■ **Your goal**
In the essay on science and faith, reproduce verbatim everything from "The Catholic Church" down to "of the human person.".

■ **Article**
Science and Faith

While on a lecture tour in Australia a few years ago, I had the pleasure of being a guest at the home of Sir Peter Lawler, former ambassador to the Vatican from Ireland. His position of diplomatic privilege had allowed him, upon occasion, to interact on personal terms with Pope John Paul II.



One statement in particular that the Holy Father conveyed to him stood out in Sir Peter’s mind: “The pope said to me with considerable earnestness,” my genial host informed me, “don’t make an idol of science.”

Pope John Paul II has a way of being able to communicate to the whole world, even when speaking to a single person. His warning has a firm foundation. Society makes an idol of science whenever it teaches that science is not only our highest source of truth, but also its only source. “We now live,” as playwright Arthur Miller has expressed it, “in an air-conditioned nightmare.” “Why,” the existentialist Albert Camus asked, “has the Enlightenment led to the Blackout?” We are strong in the face of things, but neglectful of persons; technologically sophisticated, but morally adolescent.

In June 1980, in his address at United Nations Educational, Scientific, and Cultural Organization (UNESCO), the pope stated that “Men and women of science will truly aid humanity only if they preserve the sense of the transcendence of the human person over the world, and of God over the human person.” We find in this brief sentence not only an affirmation of the Holy Father’s respect for science and regard for humanity, but his recognition that the former can serve the latter only if it does not absorb it into itself. Science should serve humanity, not dominate it.

The Catholic Church is not against science. What it is against is turning science into an idol, and consequently using science as a way of oppressing humanity and opposing the unique and transcendent value of the human person.

(Extracted records)
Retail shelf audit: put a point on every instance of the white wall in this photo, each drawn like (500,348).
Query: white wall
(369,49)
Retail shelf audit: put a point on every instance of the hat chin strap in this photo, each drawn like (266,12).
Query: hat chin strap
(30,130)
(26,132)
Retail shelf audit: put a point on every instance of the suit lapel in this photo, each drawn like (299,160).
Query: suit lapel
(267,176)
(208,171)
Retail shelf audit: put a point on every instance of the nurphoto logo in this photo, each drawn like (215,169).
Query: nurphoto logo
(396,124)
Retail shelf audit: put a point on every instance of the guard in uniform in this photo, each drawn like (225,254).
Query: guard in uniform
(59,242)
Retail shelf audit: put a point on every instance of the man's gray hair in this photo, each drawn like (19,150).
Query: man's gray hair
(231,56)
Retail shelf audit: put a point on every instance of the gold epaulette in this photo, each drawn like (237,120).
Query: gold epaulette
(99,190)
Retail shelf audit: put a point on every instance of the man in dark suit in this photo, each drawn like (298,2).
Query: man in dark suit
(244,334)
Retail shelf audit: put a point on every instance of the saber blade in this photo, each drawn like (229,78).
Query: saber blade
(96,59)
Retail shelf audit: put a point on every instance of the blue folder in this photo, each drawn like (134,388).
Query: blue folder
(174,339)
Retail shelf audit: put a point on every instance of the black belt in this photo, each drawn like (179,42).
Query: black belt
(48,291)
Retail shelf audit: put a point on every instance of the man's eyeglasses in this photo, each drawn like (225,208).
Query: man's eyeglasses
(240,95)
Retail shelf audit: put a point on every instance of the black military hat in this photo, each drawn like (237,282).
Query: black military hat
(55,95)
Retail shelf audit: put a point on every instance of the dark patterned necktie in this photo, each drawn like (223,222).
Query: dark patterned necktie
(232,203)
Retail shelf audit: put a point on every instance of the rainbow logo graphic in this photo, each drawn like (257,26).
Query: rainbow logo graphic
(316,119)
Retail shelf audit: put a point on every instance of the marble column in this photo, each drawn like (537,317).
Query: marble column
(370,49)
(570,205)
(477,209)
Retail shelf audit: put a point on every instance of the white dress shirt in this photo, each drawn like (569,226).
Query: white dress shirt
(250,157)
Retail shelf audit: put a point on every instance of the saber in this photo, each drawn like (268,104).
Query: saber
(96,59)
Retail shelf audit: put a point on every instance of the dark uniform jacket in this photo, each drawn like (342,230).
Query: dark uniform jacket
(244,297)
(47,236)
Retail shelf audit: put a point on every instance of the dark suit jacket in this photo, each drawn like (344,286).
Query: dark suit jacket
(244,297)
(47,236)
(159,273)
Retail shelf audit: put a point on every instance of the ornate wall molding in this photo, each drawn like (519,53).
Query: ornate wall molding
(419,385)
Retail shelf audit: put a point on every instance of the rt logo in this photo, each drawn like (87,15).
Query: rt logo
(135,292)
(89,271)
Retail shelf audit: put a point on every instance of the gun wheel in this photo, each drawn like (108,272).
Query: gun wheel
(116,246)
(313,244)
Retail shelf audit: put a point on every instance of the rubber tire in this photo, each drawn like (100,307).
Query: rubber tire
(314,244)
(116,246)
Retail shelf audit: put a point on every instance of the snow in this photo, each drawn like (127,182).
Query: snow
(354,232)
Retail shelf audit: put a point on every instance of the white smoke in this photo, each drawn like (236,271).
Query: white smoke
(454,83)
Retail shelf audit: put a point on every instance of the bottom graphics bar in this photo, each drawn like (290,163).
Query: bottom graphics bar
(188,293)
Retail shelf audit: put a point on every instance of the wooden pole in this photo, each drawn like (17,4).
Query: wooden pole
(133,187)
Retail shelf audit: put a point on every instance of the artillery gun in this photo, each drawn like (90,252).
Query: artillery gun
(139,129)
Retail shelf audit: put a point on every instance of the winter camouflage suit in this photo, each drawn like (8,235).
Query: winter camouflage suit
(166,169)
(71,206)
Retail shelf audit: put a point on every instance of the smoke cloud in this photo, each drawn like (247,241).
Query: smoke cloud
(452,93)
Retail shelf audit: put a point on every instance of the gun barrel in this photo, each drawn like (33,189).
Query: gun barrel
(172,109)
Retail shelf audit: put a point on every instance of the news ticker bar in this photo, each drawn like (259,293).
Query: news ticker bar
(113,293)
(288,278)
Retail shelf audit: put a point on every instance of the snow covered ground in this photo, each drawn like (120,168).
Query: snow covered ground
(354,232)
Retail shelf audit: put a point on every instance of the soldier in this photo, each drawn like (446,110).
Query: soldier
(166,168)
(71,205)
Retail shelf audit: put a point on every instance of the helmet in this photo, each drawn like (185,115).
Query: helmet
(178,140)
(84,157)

■ **Correct output**
The Catholic Church is not against science. What it is against is turning science into an idol, and consequently using science as a way of oppressing humanity and opposing the unique and transcendent value of the human person.